■ **Problem**: Return the entries below verbatim. Pictures stay out.

□ □ □ □ □ □ □

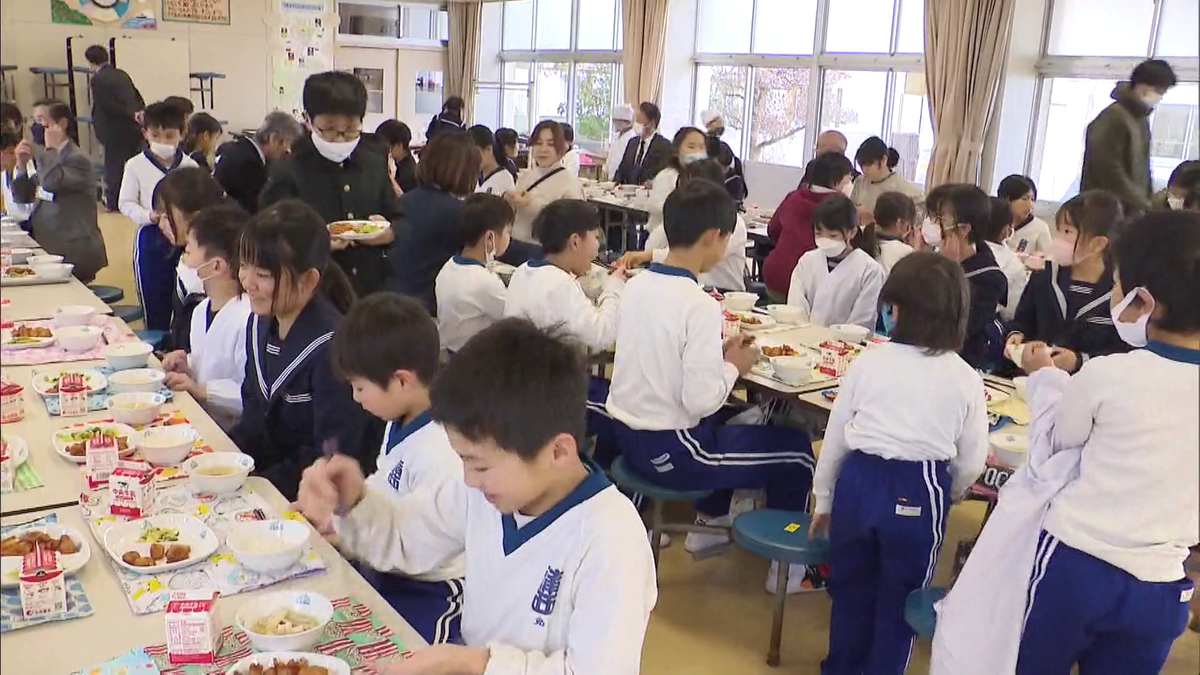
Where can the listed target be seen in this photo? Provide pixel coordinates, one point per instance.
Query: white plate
(60, 443)
(43, 381)
(124, 537)
(355, 236)
(335, 665)
(6, 335)
(10, 565)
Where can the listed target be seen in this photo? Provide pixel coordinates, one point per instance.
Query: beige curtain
(966, 42)
(645, 23)
(463, 54)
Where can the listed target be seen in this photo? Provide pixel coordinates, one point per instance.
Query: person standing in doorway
(117, 108)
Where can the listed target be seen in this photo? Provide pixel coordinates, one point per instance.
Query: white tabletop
(63, 646)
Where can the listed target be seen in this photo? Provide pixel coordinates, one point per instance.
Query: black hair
(291, 237)
(893, 207)
(516, 386)
(1153, 72)
(934, 298)
(384, 333)
(562, 219)
(827, 171)
(163, 115)
(1015, 186)
(395, 132)
(335, 93)
(96, 55)
(1000, 215)
(694, 208)
(874, 149)
(652, 112)
(1161, 252)
(201, 123)
(483, 213)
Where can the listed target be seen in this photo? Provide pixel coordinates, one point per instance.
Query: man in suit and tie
(115, 109)
(647, 153)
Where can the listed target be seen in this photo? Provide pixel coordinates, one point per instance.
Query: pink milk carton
(43, 586)
(191, 638)
(132, 489)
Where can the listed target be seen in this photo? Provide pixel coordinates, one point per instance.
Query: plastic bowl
(73, 315)
(166, 446)
(309, 603)
(136, 408)
(737, 302)
(125, 356)
(850, 333)
(240, 465)
(268, 545)
(78, 338)
(147, 380)
(786, 314)
(792, 370)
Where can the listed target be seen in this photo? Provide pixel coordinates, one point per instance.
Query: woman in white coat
(214, 370)
(838, 281)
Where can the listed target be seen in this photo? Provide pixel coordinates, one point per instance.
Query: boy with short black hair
(673, 375)
(388, 350)
(559, 578)
(547, 292)
(471, 296)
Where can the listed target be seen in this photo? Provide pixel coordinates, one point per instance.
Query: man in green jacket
(1116, 153)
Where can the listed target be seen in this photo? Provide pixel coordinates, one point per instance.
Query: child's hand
(820, 526)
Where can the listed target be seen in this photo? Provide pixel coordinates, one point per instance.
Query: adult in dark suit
(64, 221)
(241, 163)
(648, 153)
(115, 107)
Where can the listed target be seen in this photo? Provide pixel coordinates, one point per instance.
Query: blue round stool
(107, 294)
(779, 536)
(918, 609)
(625, 478)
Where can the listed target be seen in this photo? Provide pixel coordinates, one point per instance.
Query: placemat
(221, 572)
(114, 332)
(13, 619)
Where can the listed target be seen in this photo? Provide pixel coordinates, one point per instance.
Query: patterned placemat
(11, 615)
(114, 332)
(221, 572)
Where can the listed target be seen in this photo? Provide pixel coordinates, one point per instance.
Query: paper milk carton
(191, 638)
(132, 489)
(43, 586)
(102, 458)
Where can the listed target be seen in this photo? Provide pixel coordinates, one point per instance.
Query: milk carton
(132, 489)
(43, 586)
(191, 638)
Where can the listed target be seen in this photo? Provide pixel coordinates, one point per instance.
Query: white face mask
(831, 248)
(931, 233)
(336, 153)
(1133, 334)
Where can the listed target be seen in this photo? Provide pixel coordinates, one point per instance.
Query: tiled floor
(713, 616)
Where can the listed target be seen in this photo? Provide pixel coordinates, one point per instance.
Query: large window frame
(1056, 66)
(573, 58)
(892, 63)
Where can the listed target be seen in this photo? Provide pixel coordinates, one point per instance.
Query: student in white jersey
(673, 375)
(388, 350)
(885, 482)
(471, 296)
(546, 291)
(216, 366)
(559, 578)
(838, 281)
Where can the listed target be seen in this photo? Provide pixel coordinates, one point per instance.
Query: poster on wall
(130, 15)
(196, 11)
(301, 43)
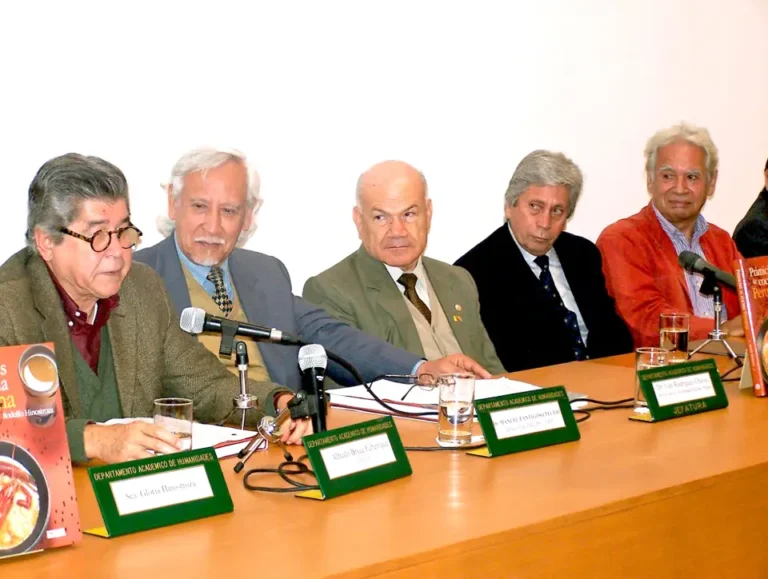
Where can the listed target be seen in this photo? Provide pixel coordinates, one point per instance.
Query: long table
(629, 499)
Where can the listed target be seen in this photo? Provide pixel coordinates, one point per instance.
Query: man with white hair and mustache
(213, 199)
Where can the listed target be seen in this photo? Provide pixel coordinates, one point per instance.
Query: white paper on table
(225, 441)
(419, 399)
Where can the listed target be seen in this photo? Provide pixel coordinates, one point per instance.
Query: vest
(200, 299)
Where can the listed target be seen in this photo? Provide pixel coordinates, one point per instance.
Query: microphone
(196, 321)
(696, 264)
(313, 361)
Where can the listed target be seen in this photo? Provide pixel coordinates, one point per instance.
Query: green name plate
(524, 421)
(355, 457)
(680, 390)
(162, 490)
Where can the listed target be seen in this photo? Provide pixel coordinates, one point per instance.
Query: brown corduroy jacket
(153, 357)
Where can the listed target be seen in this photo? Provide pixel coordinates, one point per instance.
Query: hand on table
(121, 442)
(452, 364)
(292, 430)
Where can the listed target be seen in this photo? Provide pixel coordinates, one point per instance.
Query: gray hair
(543, 168)
(204, 159)
(62, 184)
(687, 133)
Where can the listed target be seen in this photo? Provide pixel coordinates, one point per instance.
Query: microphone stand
(711, 287)
(270, 429)
(243, 401)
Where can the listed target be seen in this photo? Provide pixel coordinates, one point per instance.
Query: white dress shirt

□ □ □ □ □ □ □

■ **Exercise result**:
Where can the listed target be seen in this photo? Provide pixel coordinates, one point per instance.
Query: white plate
(60, 443)
(43, 381)
(124, 537)
(355, 236)
(335, 665)
(6, 335)
(10, 565)
Where can the listed target be seen in this photo? Provide pixel coordinates, one point per instance.
Query: beige curtain
(966, 42)
(645, 23)
(463, 54)
Where can the listed target be seen in this photo? Provide pixel coordinates, one point per instance.
Query: person standing in doorway
(117, 108)
Where can the listed target be seen in this photo? Provide pixel coordinates, one point per instance.
Query: white tabletop
(63, 646)
Where can the listed target be seen in this photo? Provide pixel coordinates, one point per instance.
Query: black hair
(291, 237)
(893, 207)
(516, 386)
(1153, 72)
(934, 298)
(384, 333)
(562, 219)
(827, 171)
(163, 115)
(1015, 186)
(395, 132)
(335, 93)
(96, 55)
(1000, 215)
(694, 208)
(874, 149)
(652, 112)
(1161, 252)
(201, 123)
(483, 213)
Where can the listed target be seen in this photo? Provide pixel coordinates, one point per instance.
Query: man in suit and tie
(115, 109)
(647, 153)
Where can the listed target be seen in this photo? Provide pixel coordinates, one point per instance.
Query: pink milk carton
(43, 586)
(191, 638)
(132, 489)
Where can the listed target be seen in this photo? Provide pixel coordinates, one point per instance.
Query: plastic bowl
(73, 315)
(166, 446)
(309, 603)
(136, 408)
(737, 302)
(125, 356)
(850, 333)
(240, 465)
(268, 545)
(78, 338)
(147, 380)
(786, 314)
(792, 370)
Where can the listed target be seen in this photo? Provide pixel coordinates, one point per instance.
Query: woman in white coat
(214, 370)
(838, 281)
Where can the listed target be seen in this photo? Provide pixel coordinates, one point per instance.
Query: boy with short black hair
(673, 375)
(388, 350)
(559, 578)
(547, 292)
(471, 296)
Where can the listed target be seen in this photo? Provide pixel coordinates, one point per instance.
Query: man in green jacket
(1116, 153)
Where can the listed target be seen in this photo? Provide pixel coordinates, one point per instance.
Query: child's hand
(820, 526)
Where can the listed target be seen in this photo? Provide pixel coordinates, one point per instance.
Query: adult in dark suit
(64, 221)
(241, 163)
(648, 153)
(115, 107)
Where can the listed target be seen in this photo? Provide pixel coordinates, one point per instance.
Query: blue round stool
(107, 294)
(779, 536)
(918, 609)
(625, 478)
Where can the listed target be seen in this photo? Provide pixel coordinates, one point per instance.
Query: placemat
(221, 572)
(114, 332)
(13, 619)
Where can the listed target be seen in this photo? Provide pixel coordinates, one point per instance.
Query: patterned placemat
(11, 615)
(114, 332)
(221, 572)
Where can the listed target be seen in this photo? Provide pixel coordinates, one point per instance.
Query: paper milk carton
(191, 638)
(132, 489)
(43, 586)
(102, 458)
Where can the listed target be seen in this photo? Provide pixel coordinates, one point per instance.
Query: milk carton
(132, 489)
(43, 586)
(191, 638)
Where can the listed target be seen in this photo? Provide pixel coordinates, one point per instance.
Query: white face mask
(831, 248)
(931, 233)
(336, 153)
(1133, 334)
Where can the listed target be seen in this photo? Provide pixel coordinates, one point per instance.
Query: tiled floor
(713, 616)
Where can the listed target be seen in this photo? Provide pixel coordinates, one point per instance.
Query: large window frame
(1056, 66)
(573, 58)
(892, 63)
Where can the listed target be seen in this photo? Provide pixel coordinates, one point per instance.
Query: student in white jersey
(673, 375)
(388, 350)
(885, 482)
(471, 296)
(546, 291)
(216, 366)
(559, 578)
(838, 281)
Where can the listed target be seen in this photo? Provide pixel coordinates, one point per instance.
Query: poster on wall
(130, 15)
(196, 11)
(301, 43)
Where can the listed target be seen in this photo? Provide pixel coordinates, one point per instance.
Query: long table
(629, 499)
Where can the listed target be seen in this photo? Provide pixel coordinates, one point per instance.
Query: man with white hair and mustache
(213, 199)
Where can the listed target be seen in this photo? Provide pixel coordinates, one point per instance.
Query: white paper on table
(225, 441)
(419, 399)
Where can the listed target be seen in this photo? Provide pixel coordinates, one point per instance.
Query: vest
(200, 299)
Where can the listed target be seen in this photo? Provide pixel coordinates, one point per instance.
Query: microphone
(196, 321)
(696, 264)
(313, 361)
Where can the listed target be seen in this photo? Provide pixel coordinates, one point per instance.
Query: green name plate
(524, 421)
(355, 457)
(680, 390)
(162, 490)
Where can the listed target be seen in this photo? Provide pixel coordinates, one point per instance.
Query: brown corduroy jacket
(153, 357)
Where can the listed target be seen in this photo? Provide pixel coordinates, one point per instance.
Query: hand on table
(121, 442)
(452, 364)
(292, 430)
Where can the listed target be seen in this photo? Provide pixel coordinates, one point per instance.
Query: gray hair
(543, 168)
(204, 159)
(62, 184)
(687, 133)
Where can the listed target be seen in this photo? Provide pixel coordinates, one point per instance.
Query: microphone stand
(711, 287)
(270, 429)
(243, 401)
Where can the listed target be seen in this photo? Provide pixel coordinates, one point per instance.
Query: white dress shirt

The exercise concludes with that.